Beau Wazner - A Dead Person’s Monologue
The decrepit basement sounds of Beau Wanzer are back on the new release, A Dead Person's Monologue (2023). This time the Chicago resident applies their trademark lurking sound to iDEAL Recordings. By now, Beau Wanzer has become synonymous with a sound that reflects horror movies and early synth and electro genre aesthetics. A Dead Person's Monologue provides fans of Wanzer's a music injection of infectious grooves guaranteed to create dance floor zombies of us, fittingly.
The exciting part of Wanzer's productions lies in the ability to evoke these horror tropes differently. Some tracks, such as ‘Plaster Class' and' Simple Men', use haunting chords, pulsating rhythms, or sustained notes to instil a sense of dread. The former uses remarkably dry textural rhythms that ebb and flow around the jaunty off-kilter percussion. ‘Plaster Class’ had a relentless bass note to counter the dry sweeps that take centre stage. Conversely, ‘Simple Men’ opts for sustained chords that, when isolated, could be heard as jovial, but in the context, they sound ominous. Wanzer utilises the horror trope of the kid's nursery rhymes in this track. ‘Simple Men’ uses the contradiction of jovial sounds, nursery rhymes, and the ominous presence of danger in the same way in different forms.
On the other hand, Wanzer can be much more explicit in production, using sampled sounds and clever synthesis tricks to state horror implicitly. Wanzer is wise in this way, ‘Grumps’ combines a ticking hat with a chorus of bells in the background of the track. The bells will be very familiar to English readers as most of us living in more rural areas get a chorus of them daily. Still, their secondary context is the bell tolling, which signifies something terrible that Wanzer harnesses. They represent a religious doctrine, medieval darkness, witchcraft possession and monsters. ‘Warm Waterboarding’ uses bass notes to evoke not only a sense of dread at what's to come, but as a squeaking synth enters the track, it becomes more apparent that the bass is the rumbling of a boiler, rusted and decerped struggling to pump stagnant water through rumbling pipework straining to contain the water flowing through them. As the track evolves, Wanzer adds Voices that repeat unintelligibly. Violent instructions echo around an empty chamber, presenting the track as voyeuristic sounds of graphic activity. The title track, ‘A Dead Person's Monologue’, uses duality to create horror, filling the track with dread—duality in the form of contrasting vocals. The vocal starts muted with a more oppressive line being added as though we become the villain. The muffled voice feels like that of the victim blissfully unaware of our presence, and the deeper voice in our head, demonic in nature, instructing us to strike. This use of dual vocals echoes the voyeurism of ‘Warm Waterboarding’ as Wanzer often uses vocal effects to either straight-up make a demonic-sounding voice or, and where I feel it is more effective, puts us in a position where we are either hiding from or stalking another, bringing the horror aspects to full circle.

## Work to be completed
Extract from the review "Beau Wazner - A" up to and including "of us, fittingly.".

## Given records
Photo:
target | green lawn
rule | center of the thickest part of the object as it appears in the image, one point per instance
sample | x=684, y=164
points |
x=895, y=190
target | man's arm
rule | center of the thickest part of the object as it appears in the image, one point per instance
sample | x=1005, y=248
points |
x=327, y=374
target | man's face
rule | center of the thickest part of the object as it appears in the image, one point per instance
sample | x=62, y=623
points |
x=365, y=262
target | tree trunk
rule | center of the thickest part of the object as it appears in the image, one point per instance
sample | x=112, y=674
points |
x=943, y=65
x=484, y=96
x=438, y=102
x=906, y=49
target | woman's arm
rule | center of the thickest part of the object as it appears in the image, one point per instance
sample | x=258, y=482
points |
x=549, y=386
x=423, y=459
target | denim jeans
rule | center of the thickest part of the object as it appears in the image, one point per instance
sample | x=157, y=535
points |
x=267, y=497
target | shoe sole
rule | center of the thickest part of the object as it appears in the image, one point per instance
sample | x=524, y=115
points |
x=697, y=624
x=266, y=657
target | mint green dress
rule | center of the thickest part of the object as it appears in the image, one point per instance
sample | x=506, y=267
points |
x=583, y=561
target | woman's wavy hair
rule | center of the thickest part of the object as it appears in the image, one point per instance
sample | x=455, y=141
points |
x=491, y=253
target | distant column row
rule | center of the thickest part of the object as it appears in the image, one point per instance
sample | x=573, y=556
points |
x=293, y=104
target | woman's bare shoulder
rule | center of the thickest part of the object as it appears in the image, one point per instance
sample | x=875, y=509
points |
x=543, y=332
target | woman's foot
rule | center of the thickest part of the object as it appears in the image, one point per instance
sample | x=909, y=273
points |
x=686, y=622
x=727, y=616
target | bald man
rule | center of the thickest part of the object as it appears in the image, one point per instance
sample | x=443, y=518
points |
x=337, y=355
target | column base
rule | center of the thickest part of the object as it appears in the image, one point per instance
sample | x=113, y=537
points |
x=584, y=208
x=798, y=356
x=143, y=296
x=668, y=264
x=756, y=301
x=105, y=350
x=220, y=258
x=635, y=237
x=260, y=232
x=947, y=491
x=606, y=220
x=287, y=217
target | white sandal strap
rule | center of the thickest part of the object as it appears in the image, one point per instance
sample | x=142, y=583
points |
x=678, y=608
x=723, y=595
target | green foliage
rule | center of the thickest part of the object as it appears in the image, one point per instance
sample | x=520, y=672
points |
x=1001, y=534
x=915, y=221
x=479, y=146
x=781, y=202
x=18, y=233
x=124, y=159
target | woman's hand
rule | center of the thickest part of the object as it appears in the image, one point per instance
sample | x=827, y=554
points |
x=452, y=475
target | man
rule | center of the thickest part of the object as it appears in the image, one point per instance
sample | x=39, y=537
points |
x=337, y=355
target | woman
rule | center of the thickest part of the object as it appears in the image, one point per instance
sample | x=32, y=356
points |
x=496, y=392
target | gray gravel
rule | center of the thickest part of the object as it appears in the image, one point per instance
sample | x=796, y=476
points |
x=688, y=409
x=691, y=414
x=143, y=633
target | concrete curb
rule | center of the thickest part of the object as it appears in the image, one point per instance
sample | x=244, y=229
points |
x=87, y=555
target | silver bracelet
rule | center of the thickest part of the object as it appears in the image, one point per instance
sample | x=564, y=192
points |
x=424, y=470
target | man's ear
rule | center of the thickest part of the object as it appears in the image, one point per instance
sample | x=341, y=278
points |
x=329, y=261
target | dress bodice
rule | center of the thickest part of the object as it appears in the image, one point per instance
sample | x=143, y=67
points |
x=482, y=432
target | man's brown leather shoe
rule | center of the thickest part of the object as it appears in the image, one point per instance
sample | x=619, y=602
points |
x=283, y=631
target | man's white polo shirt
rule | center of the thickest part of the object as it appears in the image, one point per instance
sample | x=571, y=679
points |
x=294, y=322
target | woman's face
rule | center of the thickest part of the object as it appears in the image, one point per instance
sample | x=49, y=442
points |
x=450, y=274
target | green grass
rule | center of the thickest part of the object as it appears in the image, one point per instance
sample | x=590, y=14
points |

## Response to this task
Beau Wazner - A Dead Person’s Monologue
The decrepit basement sounds of Beau Wanzer are back on the new release, A Dead Person's Monologue (2023). This time the Chicago resident applies their trademark lurking sound to iDEAL Recordings. By now, Beau Wanzer has become synonymous with a sound that reflects horror movies and early synth and electro genre aesthetics. A Dead Person's Monologue provides fans of Wanzer's a music injection of infectious grooves guaranteed to create dance floor zombies of us, fittingly.